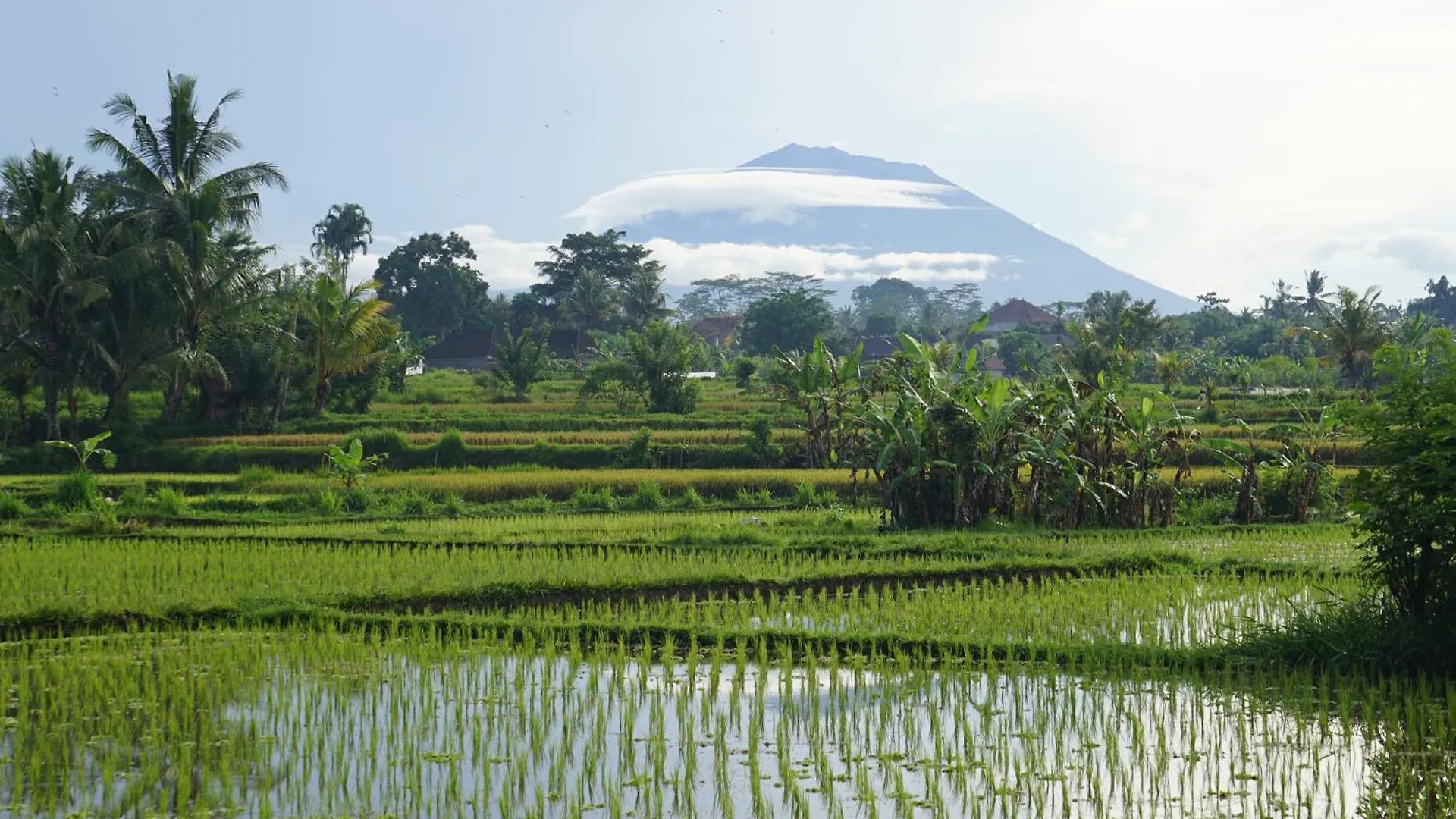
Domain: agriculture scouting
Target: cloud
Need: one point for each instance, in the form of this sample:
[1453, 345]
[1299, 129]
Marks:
[761, 194]
[509, 265]
[686, 262]
[1423, 251]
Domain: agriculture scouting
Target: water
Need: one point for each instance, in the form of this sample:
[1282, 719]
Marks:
[335, 726]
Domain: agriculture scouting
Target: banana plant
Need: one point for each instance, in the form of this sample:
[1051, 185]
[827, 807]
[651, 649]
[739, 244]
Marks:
[351, 464]
[88, 449]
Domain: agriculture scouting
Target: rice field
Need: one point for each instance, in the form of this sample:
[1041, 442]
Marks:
[436, 722]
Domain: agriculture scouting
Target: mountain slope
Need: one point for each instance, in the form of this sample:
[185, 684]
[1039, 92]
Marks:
[1030, 264]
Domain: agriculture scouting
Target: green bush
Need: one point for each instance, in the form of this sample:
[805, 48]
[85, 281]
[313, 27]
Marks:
[638, 453]
[595, 499]
[453, 506]
[169, 502]
[450, 449]
[12, 507]
[359, 500]
[325, 502]
[647, 497]
[77, 490]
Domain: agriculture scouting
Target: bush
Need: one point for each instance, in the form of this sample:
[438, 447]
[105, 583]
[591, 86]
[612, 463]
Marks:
[359, 500]
[77, 490]
[12, 507]
[453, 506]
[595, 499]
[414, 502]
[253, 477]
[638, 453]
[647, 497]
[325, 502]
[169, 502]
[450, 449]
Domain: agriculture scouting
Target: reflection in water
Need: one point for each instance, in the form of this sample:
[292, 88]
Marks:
[310, 725]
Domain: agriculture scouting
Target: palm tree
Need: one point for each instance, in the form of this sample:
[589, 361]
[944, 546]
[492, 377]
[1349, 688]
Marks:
[590, 302]
[1169, 369]
[1351, 331]
[47, 268]
[1313, 292]
[642, 299]
[168, 180]
[347, 328]
[343, 234]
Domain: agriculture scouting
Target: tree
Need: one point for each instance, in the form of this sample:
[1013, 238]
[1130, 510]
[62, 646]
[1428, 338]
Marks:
[1351, 331]
[1410, 499]
[347, 328]
[642, 300]
[47, 268]
[431, 284]
[785, 321]
[592, 302]
[1440, 302]
[343, 234]
[654, 366]
[168, 178]
[1313, 292]
[1022, 353]
[1169, 368]
[523, 359]
[894, 297]
[606, 254]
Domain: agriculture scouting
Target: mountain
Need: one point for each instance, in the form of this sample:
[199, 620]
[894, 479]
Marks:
[1030, 264]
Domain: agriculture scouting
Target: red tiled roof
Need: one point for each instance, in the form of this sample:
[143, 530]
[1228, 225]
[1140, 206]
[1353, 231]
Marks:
[1019, 311]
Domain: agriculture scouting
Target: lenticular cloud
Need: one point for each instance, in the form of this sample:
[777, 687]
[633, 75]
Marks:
[761, 194]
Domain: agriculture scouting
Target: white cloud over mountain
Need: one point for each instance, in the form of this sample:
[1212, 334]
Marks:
[510, 265]
[761, 194]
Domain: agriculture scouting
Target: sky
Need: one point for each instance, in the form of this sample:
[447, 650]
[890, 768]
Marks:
[1199, 145]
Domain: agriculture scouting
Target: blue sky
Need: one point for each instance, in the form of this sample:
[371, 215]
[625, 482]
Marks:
[1199, 145]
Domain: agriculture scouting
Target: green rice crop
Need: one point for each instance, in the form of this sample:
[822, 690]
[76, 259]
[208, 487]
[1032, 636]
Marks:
[438, 722]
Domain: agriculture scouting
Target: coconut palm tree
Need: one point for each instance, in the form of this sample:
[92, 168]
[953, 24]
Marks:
[347, 328]
[1351, 331]
[1313, 292]
[642, 299]
[590, 302]
[343, 234]
[47, 267]
[169, 180]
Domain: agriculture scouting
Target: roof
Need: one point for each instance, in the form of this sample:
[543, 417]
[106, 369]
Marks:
[1021, 311]
[717, 328]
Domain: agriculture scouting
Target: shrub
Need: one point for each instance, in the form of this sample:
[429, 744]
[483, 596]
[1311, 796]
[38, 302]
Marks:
[414, 502]
[77, 490]
[453, 506]
[325, 502]
[12, 507]
[249, 479]
[450, 449]
[647, 497]
[169, 502]
[359, 500]
[598, 499]
[638, 453]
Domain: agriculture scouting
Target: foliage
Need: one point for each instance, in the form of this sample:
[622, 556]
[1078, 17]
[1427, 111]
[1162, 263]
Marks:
[789, 319]
[654, 368]
[86, 449]
[350, 465]
[1410, 500]
[523, 359]
[431, 284]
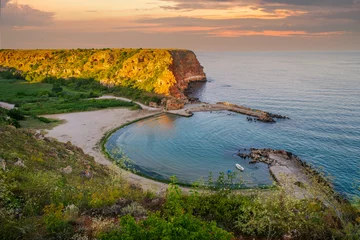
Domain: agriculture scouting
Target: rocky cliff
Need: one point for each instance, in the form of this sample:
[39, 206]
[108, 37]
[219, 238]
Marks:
[166, 72]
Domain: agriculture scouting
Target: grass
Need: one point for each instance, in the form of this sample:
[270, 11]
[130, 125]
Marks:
[31, 122]
[40, 99]
[40, 200]
[66, 106]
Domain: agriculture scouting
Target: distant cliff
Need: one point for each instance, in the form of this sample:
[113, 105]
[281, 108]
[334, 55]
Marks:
[161, 71]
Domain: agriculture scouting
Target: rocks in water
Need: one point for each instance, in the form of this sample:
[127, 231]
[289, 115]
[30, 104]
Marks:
[20, 163]
[67, 170]
[153, 104]
[174, 104]
[266, 118]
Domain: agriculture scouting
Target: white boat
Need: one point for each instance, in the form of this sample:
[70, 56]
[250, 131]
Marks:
[238, 166]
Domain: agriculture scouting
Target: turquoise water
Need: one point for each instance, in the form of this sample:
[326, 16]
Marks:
[320, 92]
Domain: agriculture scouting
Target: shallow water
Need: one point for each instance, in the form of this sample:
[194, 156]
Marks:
[320, 92]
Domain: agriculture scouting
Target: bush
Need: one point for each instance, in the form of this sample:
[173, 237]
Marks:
[180, 227]
[16, 114]
[57, 88]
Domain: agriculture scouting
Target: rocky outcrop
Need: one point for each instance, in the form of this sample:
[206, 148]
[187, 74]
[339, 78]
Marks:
[289, 171]
[160, 71]
[186, 68]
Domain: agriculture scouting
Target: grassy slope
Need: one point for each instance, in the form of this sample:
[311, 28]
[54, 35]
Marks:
[38, 98]
[40, 201]
[147, 70]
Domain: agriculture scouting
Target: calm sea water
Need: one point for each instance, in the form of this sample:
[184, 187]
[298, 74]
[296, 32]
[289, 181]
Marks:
[320, 92]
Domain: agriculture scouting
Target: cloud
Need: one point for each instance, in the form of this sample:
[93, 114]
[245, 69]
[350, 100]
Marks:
[190, 5]
[328, 3]
[21, 15]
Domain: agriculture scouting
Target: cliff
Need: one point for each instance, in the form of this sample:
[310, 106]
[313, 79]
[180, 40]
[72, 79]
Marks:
[161, 71]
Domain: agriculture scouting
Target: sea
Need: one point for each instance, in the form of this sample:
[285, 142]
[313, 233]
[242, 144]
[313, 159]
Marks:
[318, 91]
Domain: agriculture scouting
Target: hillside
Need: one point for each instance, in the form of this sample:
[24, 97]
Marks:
[160, 71]
[52, 190]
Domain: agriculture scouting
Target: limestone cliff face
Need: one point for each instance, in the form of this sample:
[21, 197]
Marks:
[161, 71]
[186, 68]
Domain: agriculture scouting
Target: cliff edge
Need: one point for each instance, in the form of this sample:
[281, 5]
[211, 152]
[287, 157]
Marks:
[161, 71]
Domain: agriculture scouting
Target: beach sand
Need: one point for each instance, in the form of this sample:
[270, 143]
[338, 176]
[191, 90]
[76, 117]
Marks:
[86, 129]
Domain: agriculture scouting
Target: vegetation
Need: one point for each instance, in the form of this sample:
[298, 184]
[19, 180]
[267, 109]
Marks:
[52, 190]
[143, 69]
[50, 98]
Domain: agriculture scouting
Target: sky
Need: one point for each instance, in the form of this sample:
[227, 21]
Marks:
[206, 25]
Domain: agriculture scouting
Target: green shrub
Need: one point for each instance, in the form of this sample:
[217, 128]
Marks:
[16, 114]
[179, 227]
[57, 88]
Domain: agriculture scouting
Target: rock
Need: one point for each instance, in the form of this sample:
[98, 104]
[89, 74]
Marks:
[87, 173]
[20, 163]
[174, 104]
[153, 104]
[67, 170]
[39, 136]
[70, 152]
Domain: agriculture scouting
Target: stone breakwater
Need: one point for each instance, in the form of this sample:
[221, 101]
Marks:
[289, 171]
[258, 115]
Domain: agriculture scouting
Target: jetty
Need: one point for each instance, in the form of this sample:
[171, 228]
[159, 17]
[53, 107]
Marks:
[258, 115]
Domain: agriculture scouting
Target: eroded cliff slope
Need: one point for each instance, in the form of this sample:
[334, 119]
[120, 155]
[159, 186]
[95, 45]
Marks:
[161, 71]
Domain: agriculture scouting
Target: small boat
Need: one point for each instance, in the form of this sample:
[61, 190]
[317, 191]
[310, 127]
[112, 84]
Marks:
[238, 166]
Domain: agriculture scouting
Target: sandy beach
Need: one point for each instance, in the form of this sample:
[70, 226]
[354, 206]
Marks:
[86, 129]
[7, 105]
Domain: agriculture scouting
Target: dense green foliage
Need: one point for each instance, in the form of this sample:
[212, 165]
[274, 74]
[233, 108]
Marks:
[65, 106]
[51, 98]
[52, 190]
[143, 69]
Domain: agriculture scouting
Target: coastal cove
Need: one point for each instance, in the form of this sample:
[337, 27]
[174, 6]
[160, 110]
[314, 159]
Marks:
[313, 138]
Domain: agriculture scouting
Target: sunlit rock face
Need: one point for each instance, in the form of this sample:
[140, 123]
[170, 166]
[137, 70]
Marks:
[186, 68]
[160, 71]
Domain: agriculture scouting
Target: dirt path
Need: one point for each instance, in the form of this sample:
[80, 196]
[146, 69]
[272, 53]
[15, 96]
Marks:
[8, 106]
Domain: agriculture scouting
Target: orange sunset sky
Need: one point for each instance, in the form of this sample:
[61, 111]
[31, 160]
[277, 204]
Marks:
[207, 25]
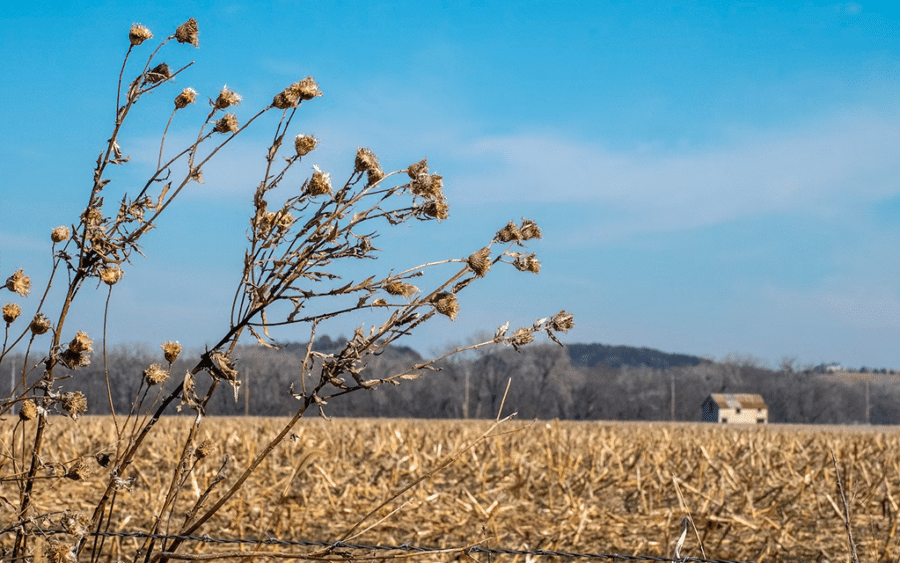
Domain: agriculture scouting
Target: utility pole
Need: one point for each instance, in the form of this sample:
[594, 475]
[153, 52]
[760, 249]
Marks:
[672, 413]
[466, 396]
[868, 406]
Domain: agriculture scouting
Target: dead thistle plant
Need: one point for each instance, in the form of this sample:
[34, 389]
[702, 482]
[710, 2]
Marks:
[290, 276]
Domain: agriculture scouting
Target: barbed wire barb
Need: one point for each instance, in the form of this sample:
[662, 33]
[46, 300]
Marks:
[406, 547]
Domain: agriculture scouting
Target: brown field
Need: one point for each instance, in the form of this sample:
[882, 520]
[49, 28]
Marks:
[755, 493]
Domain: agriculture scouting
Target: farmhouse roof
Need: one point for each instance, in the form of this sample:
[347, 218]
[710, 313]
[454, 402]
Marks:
[738, 400]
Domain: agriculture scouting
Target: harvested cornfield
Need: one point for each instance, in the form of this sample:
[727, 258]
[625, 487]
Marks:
[754, 493]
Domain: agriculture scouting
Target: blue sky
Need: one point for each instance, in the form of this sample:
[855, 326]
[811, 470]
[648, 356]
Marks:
[711, 178]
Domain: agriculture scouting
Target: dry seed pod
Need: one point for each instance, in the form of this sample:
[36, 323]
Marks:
[529, 230]
[407, 290]
[319, 184]
[509, 233]
[138, 34]
[155, 374]
[111, 275]
[437, 208]
[59, 552]
[527, 263]
[19, 282]
[157, 74]
[304, 144]
[480, 261]
[81, 343]
[74, 403]
[188, 33]
[227, 124]
[521, 337]
[171, 350]
[306, 89]
[40, 324]
[420, 167]
[28, 410]
[226, 99]
[78, 471]
[187, 96]
[446, 304]
[562, 321]
[60, 234]
[74, 360]
[11, 312]
[204, 449]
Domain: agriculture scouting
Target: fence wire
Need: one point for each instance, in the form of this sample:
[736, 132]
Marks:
[473, 549]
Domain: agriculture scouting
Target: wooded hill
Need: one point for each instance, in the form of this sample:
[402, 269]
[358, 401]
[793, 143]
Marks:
[582, 381]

● Problem details
Reproduce the items verbatim, from their first line through the line containing "[1423, 251]", with both of those lines included. Leave the pictures out.

● Result of the exercise
Domain: agriculture scouting
Target: cloud
Need: one point for each instance, in the form of this sample:
[1453, 345]
[1299, 129]
Marks:
[761, 194]
[509, 265]
[686, 262]
[1423, 251]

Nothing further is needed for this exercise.